## Exercise aim
Continue the first-person essay below on Medicaid's in-home services and the GOP health care plan, beginning after its final sentence.
(Extract begins)
The GOP Health Care Plan Would be Devastating for Me


GOP-health-care-plan
Curtis Wolff says he’s not really an activist, but spoke with Sen. Gardner’s staff about the importance of his Medicaid-funded in-home services.

I was paralyzed by a mosquito bite. The GOP health care plan would be devastating for me.

In August 2012, after a week of feeling very tired, I went to my doctor, who quickly sent me to the hospital for tests. Within 24 hours of checking in, other than my brain and heart, all of my body functions stopped. Doctors told me I had “acute flaccid paralysis” due to the West Nile virus — contracted from a mosquito bite in Colorado.

I spent five and a half months in multiple hospitals. They saved my life — but not my ability to move. I am paralyzed, and will be for the rest of my life.

 Advisers in the hospitals told me about Medicaid. They explained it wasn’t just health care, but also services to help me go back to my home to live.

With no use of my legs and limited ability to move my arms and hands, I could no longer dress, cook or clean. Heck, I couldn’t get out of bed without help. However, Medicaid’s Home & Community-Based Services program would supplement the cost of aides coming to my home to help me with these basic — but critical — services.

At first I refused. I was determined not to be one of “those” people living off the system. After all, I had worked my way through the corporate world, purchased and run my own franchise business, paid for my own insurance, and was committed to keeping that going — or at least to working and earning my living. But there was a problem: I had great private insurance with an unlimited financial cap on health care, but it didn’t cover the services or supports I would need so that I could live at home.

So I relented. I applied for and was approved to participate in the HCBS program.

The program has proved to be of enormous value — not only to me, but all of society.

 By having in-home assistance, I did not have to go into a nursing home. I could continue to live in my own space and I could spare my longtime girlfriend from having to quit her job to take care of me.

 But society benefits as well. Even the many hours of assistance I need cost significantly less than nursing-home care. And, by getting these supports, I can continue to use my skills — working two part-time jobs and serving on a collaboration to advise Colorado’s Department of Health Care, Policy & Financing.
(Extract ends)
(Material supplied begins)
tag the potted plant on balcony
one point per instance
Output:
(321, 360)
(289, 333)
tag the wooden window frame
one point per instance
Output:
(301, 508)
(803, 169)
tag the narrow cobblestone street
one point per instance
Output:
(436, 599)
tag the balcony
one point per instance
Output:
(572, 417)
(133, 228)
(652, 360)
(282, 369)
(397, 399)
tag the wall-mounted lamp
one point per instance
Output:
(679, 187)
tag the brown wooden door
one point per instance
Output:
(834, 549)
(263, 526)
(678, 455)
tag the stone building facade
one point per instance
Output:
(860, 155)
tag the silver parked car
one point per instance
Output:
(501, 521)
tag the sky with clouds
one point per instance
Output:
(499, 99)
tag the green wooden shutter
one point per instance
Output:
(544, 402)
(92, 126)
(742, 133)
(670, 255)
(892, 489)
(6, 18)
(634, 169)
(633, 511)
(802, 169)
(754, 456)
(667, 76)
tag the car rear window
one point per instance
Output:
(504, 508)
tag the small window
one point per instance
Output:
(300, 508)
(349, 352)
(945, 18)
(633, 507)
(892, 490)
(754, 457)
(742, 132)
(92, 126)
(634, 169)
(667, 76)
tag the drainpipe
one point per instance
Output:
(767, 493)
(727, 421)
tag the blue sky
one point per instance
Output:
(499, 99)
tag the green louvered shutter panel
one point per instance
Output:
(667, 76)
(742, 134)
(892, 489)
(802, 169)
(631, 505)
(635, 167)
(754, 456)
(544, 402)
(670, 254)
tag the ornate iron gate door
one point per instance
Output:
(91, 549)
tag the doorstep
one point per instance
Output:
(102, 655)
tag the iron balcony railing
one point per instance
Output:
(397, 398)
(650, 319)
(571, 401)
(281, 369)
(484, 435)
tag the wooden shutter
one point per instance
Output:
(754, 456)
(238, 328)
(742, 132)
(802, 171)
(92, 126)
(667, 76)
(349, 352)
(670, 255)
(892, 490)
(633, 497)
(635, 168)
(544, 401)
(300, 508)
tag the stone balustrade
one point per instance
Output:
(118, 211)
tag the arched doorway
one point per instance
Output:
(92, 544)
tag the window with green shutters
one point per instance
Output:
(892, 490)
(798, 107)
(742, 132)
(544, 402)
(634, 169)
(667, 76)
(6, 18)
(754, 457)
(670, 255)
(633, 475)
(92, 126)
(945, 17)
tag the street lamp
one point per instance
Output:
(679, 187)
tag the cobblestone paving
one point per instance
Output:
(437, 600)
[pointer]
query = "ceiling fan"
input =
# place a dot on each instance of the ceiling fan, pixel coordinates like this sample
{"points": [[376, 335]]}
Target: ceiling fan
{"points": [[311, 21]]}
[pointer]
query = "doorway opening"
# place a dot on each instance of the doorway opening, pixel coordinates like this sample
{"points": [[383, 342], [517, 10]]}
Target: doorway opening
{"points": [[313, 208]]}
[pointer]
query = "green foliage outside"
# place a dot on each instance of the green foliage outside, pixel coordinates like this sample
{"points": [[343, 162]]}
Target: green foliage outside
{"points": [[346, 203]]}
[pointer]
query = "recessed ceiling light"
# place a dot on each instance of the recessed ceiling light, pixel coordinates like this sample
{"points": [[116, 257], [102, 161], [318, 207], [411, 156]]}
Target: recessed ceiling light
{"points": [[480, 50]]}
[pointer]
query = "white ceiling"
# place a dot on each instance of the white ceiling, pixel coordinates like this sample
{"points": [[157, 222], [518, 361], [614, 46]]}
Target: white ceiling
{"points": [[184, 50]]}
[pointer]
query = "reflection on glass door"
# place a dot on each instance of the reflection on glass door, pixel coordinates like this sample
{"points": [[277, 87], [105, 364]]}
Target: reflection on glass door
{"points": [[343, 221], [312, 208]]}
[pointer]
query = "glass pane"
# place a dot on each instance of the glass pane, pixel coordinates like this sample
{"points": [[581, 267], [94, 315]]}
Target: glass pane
(Material supplied ends)
## Answer section
I am a Republican. I voted for and continue to support the Republican Party — a party that promised I would not lose my Medicaid coverage. There is plenty to improve in our current health care system. Senate Republicans’ health care proposal, however, is not better for me, it is not better for other people with disabilities, and it is not better for our state.

Transferring Medicaid to the states based on a simple per-capita allocation won’t meet the needs of everyone who needs this to survive. It does not consider the number of disabled people needing help or the actual cost in states like Colorado where we have a very large rural community as well as effective disability programs. Most states would incur a new burden they are not capable of handling or able to manage properly.

People with disabilities will lose benefits that we need to live. Medicaid as we know it will be devastated, and no insurance company includes these long-term, home-based services that we need.

We can do better.

I am a strong advocate and believe in people helping themselves. But there are many cases when it’s simply not possible. I believe less government is usually better. But our government was formed to help preserve and protect the inalienable rights of life, liberty and the pursuit of happiness. Medicaid and Colorado’s HCBS program (created long before the Affordable Care Act) do this for millions of people with disabilities.

I am disabled from a mosquito bite. Disability is not a moral failing. It is not a choice. Medicaid and the HCBS program are what allow me — and millions of others — to be active, working and valued members of our communities.